> _Records supplied_
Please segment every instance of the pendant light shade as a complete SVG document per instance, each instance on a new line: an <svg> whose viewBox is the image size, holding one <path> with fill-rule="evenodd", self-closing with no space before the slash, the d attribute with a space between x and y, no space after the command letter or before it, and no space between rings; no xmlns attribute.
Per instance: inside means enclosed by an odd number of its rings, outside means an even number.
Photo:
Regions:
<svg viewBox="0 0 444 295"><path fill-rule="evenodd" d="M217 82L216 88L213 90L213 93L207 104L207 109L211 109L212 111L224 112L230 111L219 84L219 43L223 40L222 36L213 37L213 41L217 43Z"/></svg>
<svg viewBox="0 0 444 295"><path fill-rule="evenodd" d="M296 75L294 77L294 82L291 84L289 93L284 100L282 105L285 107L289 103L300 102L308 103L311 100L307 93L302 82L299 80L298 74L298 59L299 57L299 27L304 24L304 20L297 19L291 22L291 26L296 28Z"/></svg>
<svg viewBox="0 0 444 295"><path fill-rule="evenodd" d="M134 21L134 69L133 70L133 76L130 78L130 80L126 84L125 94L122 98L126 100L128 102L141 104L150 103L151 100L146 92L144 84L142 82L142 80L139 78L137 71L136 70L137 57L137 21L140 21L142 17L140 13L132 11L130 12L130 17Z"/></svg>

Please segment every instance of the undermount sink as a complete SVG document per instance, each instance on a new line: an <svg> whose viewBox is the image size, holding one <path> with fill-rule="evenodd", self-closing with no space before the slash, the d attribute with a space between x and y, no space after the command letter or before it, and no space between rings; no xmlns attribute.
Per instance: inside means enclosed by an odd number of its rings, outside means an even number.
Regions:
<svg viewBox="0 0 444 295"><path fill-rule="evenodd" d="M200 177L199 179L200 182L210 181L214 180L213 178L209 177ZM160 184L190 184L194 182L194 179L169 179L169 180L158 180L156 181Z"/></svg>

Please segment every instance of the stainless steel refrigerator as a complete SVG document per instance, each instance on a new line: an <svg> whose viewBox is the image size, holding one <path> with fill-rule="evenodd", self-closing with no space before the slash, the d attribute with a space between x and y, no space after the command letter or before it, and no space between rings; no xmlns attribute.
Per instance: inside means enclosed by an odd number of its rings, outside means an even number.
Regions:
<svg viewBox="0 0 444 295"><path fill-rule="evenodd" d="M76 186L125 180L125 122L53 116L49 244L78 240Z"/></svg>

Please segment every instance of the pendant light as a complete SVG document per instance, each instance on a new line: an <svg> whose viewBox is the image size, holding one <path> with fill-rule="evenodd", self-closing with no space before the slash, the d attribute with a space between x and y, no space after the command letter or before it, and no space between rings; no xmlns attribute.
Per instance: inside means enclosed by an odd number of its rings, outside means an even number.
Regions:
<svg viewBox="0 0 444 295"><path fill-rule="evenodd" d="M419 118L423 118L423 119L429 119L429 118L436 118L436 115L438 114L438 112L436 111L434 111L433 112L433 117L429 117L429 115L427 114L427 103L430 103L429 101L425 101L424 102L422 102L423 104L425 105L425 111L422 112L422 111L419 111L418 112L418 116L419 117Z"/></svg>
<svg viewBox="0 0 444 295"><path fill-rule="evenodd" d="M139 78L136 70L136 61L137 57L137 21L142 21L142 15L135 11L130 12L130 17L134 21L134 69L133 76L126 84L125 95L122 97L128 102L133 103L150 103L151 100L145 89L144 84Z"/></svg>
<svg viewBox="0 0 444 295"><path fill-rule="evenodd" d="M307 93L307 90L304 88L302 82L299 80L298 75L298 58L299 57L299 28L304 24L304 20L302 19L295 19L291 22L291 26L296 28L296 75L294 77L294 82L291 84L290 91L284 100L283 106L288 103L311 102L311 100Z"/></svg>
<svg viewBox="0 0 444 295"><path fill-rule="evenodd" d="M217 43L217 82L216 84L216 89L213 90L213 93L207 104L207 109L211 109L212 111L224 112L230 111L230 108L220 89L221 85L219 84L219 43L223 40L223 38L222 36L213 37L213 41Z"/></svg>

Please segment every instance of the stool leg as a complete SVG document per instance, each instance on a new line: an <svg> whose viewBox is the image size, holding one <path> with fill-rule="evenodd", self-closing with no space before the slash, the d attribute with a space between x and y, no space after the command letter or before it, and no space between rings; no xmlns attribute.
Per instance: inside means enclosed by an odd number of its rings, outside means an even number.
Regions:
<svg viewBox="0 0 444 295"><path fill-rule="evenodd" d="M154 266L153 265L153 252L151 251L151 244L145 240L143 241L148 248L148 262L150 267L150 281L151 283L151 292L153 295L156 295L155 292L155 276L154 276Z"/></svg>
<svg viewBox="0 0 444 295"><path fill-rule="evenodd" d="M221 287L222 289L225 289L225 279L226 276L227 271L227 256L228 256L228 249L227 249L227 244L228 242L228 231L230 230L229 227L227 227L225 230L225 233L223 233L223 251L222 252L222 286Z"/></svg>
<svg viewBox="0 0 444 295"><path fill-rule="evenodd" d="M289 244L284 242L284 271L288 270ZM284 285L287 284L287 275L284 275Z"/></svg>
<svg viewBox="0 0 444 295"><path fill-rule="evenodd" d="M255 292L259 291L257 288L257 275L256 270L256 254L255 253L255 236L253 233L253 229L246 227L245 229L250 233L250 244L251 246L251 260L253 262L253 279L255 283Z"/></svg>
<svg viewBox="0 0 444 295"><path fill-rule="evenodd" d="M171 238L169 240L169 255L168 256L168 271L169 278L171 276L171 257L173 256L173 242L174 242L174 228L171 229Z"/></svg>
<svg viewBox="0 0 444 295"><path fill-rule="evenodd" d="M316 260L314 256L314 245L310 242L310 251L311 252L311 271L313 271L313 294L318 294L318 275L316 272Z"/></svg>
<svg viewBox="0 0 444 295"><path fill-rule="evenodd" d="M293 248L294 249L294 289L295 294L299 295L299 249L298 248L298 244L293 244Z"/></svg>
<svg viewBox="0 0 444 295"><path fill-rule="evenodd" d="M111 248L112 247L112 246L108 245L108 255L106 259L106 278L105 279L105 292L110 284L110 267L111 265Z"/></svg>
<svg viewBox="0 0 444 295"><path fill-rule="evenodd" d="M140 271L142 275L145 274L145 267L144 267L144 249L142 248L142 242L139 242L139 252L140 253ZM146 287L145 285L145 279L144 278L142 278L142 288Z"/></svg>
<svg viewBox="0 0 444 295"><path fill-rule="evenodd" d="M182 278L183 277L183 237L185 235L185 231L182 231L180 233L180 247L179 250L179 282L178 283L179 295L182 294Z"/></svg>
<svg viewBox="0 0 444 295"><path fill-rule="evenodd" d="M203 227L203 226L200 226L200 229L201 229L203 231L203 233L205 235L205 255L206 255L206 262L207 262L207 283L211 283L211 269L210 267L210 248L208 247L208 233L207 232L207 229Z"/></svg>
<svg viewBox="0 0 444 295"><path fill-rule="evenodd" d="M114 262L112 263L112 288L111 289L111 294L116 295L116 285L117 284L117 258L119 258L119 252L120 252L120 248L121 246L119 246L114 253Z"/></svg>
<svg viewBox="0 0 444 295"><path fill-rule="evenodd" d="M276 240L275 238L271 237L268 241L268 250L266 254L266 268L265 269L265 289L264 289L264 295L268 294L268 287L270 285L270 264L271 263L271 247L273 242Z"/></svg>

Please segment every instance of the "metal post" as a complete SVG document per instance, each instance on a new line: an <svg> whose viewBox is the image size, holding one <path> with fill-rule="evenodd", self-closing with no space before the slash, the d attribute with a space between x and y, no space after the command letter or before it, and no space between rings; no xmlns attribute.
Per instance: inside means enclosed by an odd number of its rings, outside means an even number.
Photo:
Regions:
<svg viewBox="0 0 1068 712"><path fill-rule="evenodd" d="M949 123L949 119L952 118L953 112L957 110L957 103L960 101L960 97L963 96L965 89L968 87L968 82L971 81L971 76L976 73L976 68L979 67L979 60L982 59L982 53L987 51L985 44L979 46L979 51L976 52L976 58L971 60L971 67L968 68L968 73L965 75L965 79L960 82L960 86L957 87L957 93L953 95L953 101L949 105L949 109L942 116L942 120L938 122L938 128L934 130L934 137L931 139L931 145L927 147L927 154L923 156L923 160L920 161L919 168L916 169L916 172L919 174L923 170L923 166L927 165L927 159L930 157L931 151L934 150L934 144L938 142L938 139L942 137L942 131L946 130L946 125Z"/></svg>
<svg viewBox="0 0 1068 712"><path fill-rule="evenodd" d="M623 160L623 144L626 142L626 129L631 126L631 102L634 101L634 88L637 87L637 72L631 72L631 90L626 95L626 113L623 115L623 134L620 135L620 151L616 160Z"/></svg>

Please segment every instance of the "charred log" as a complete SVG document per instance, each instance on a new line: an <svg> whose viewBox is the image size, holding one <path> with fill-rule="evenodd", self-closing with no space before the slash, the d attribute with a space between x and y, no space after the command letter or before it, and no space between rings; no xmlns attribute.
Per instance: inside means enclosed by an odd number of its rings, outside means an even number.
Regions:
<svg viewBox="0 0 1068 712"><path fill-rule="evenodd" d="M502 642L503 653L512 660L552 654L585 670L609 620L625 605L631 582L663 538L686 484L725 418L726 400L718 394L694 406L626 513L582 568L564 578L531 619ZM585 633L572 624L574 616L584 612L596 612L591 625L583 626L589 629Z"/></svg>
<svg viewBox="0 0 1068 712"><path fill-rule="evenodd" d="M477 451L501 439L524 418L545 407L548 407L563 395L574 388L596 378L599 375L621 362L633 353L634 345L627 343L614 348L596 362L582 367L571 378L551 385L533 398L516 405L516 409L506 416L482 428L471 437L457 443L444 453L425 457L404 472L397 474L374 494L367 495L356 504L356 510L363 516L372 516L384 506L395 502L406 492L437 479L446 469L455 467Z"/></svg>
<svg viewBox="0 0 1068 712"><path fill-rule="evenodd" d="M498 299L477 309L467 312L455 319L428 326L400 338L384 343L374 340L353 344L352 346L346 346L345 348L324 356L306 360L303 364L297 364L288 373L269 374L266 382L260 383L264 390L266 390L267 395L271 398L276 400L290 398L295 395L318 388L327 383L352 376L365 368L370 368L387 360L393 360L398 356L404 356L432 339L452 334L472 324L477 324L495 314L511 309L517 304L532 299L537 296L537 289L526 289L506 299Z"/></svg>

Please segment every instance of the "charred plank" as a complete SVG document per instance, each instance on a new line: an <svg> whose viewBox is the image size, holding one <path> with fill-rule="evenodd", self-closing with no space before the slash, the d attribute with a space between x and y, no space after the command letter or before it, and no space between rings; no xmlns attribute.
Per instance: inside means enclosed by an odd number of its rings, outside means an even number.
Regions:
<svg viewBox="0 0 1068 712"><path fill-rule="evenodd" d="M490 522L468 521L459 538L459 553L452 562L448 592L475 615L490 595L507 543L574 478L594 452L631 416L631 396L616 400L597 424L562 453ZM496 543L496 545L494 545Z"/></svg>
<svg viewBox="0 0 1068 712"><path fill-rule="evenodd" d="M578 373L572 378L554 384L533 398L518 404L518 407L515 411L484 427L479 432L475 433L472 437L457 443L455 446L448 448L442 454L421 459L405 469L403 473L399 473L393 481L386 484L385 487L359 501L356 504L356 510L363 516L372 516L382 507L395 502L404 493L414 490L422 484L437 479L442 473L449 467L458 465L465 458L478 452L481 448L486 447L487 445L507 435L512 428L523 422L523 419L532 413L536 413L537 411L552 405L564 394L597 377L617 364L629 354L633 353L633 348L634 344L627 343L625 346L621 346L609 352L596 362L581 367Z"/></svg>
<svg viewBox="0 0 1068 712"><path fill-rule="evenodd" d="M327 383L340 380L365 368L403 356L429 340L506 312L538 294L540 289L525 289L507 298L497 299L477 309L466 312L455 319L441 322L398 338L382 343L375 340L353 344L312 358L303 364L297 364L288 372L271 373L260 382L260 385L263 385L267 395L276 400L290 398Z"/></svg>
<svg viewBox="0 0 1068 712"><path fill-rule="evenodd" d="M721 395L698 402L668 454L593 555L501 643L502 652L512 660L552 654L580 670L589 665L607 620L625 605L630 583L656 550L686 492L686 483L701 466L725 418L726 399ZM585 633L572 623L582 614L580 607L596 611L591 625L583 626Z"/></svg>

> _Instructions to follow_
Render as a numbered list, omitting any blank lines, the portion of the material that begins with the line containing "Please segment every instance of the pendant light as" and ends with the line containing "78L136 70L136 61L137", both lines included.

> _Result of the exercise_
1. Please segment every instance of the pendant light as a complete SVG document per instance, each instance on a new line: an <svg> whose viewBox is the image size, holding one <path> with fill-rule="evenodd", self-closing with no space before the slash, the d attribute with a space between x and y, no space after the command letter or before it, and no space between rings; no xmlns attribute.
2. Per instance: inside means enclosed by an odd number of its rings, outside means an even number.
3. Regions:
4. <svg viewBox="0 0 444 295"><path fill-rule="evenodd" d="M419 118L423 118L423 119L429 119L429 118L436 118L436 115L438 114L438 112L436 111L434 111L433 112L433 117L429 117L429 115L427 114L427 103L430 103L429 101L425 101L424 102L422 102L423 104L425 105L425 111L422 112L422 111L419 111L418 112L418 116L419 117Z"/></svg>
5. <svg viewBox="0 0 444 295"><path fill-rule="evenodd" d="M139 78L136 70L136 61L137 57L137 21L142 21L142 15L135 11L130 12L130 17L134 21L134 69L133 76L126 84L125 95L122 97L128 102L133 103L150 103L151 100L145 89L144 84Z"/></svg>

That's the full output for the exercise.